[TASK]: Could you reproduce the records starting at the line that contains "In this picture, where can the small" and ending at the end of the records, switching "power line" to "overhead cable" and leaving everything else unchanged? Leave the pictures out of your answer.

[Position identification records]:
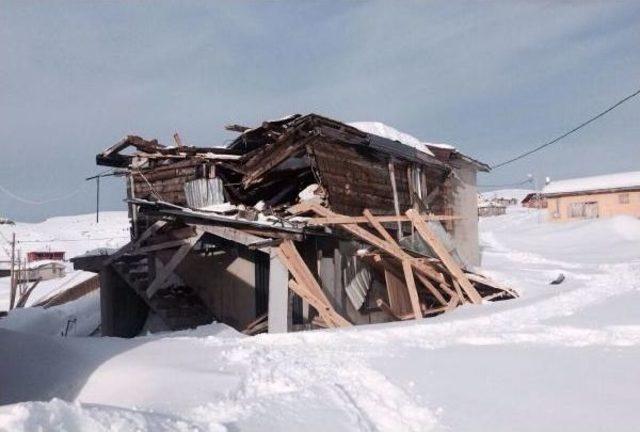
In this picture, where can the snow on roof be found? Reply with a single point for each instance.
(609, 181)
(386, 131)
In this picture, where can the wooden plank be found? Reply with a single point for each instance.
(171, 265)
(432, 289)
(231, 234)
(381, 230)
(448, 261)
(456, 286)
(296, 265)
(160, 246)
(411, 288)
(453, 303)
(338, 220)
(396, 205)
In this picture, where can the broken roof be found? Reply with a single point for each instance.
(626, 180)
(441, 151)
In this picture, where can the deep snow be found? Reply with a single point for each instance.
(562, 357)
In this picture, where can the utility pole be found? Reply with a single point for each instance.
(12, 299)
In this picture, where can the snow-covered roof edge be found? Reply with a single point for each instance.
(389, 132)
(625, 180)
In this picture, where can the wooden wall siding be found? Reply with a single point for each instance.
(355, 180)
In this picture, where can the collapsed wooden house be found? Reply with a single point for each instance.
(303, 222)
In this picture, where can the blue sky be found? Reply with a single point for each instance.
(494, 79)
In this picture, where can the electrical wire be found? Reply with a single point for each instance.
(566, 134)
(529, 180)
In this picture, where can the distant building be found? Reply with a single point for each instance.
(42, 270)
(594, 197)
(491, 209)
(45, 255)
(535, 200)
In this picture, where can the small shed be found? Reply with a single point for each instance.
(42, 270)
(299, 223)
(491, 209)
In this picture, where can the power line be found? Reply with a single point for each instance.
(566, 134)
(75, 192)
(529, 180)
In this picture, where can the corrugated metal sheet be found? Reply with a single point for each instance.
(203, 192)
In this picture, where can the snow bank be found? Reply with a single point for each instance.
(609, 181)
(72, 234)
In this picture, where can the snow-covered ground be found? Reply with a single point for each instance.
(74, 235)
(518, 194)
(561, 357)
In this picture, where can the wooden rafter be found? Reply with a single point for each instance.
(337, 220)
(382, 245)
(447, 260)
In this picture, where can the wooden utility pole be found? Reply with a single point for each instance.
(12, 299)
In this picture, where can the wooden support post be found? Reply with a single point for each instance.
(340, 219)
(448, 261)
(399, 300)
(381, 230)
(411, 287)
(135, 244)
(396, 204)
(432, 289)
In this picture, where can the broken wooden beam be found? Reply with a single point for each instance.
(407, 268)
(341, 219)
(305, 280)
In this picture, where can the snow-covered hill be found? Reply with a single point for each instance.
(562, 357)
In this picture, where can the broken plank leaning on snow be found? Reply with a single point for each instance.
(174, 261)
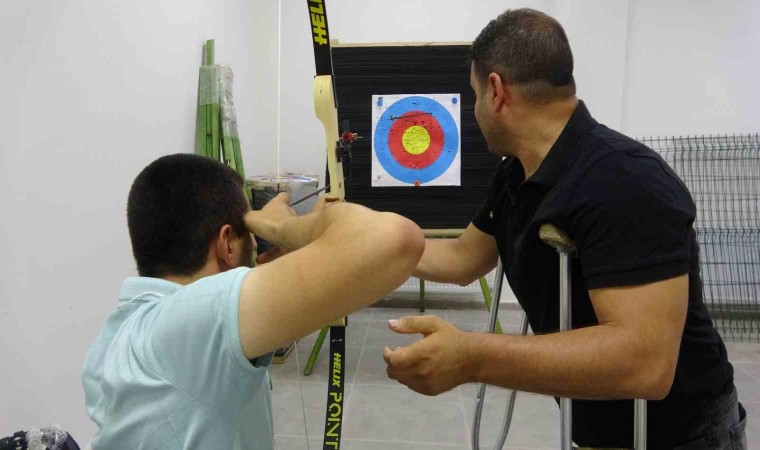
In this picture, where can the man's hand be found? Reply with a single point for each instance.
(433, 365)
(268, 224)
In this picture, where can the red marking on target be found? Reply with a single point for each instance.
(396, 137)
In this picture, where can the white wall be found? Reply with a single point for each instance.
(92, 90)
(692, 68)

[ANSWER TO THE PROBLEM]:
In this picture, where can the small shed be found? Reply with a single point for each instance.
(42, 270)
(299, 223)
(491, 209)
In this picture, where can the overhead cable be found? Reply with a single point for each instance.
(566, 134)
(75, 192)
(529, 180)
In this picture, where can the corrugated metal sheet be found? Reply with a single point for each instance.
(203, 192)
In this picture, where can the snow bank be found? Reply with a single point for each instance.
(609, 181)
(72, 234)
In this picture, where can the snow-covered ground be found? Reply with a single point for each instance.
(74, 235)
(518, 194)
(561, 357)
In this picture, where can the wooden rafter be found? Reply with a single point for each instance.
(337, 220)
(382, 245)
(447, 260)
In this picture, where can the wooden utility pole be found? Reply with a single point for each instance.
(12, 299)
In this picture, where can the wooden support post be found? Reply with a single point for each instance.
(340, 219)
(448, 261)
(399, 300)
(381, 230)
(411, 287)
(135, 244)
(396, 204)
(432, 289)
In this picture, where can the broken wooden beam be found? Reply with a single point for each instance.
(407, 268)
(341, 219)
(305, 280)
In this picture, where can the snow-covered hill be found? Reply with a single point for each instance.
(562, 357)
In this picture, where can the broken plank leaning on snow be found? Reply with a single point for each instance.
(174, 261)
In this picture, where can the man's hand be found? Reply with a single point for each instance.
(433, 365)
(268, 224)
In this picture, where can the red marking on target be found? Reply with a single point for each instance.
(396, 137)
In this picture, where can the white wall be found? Reply with a single point for each instance.
(92, 90)
(692, 68)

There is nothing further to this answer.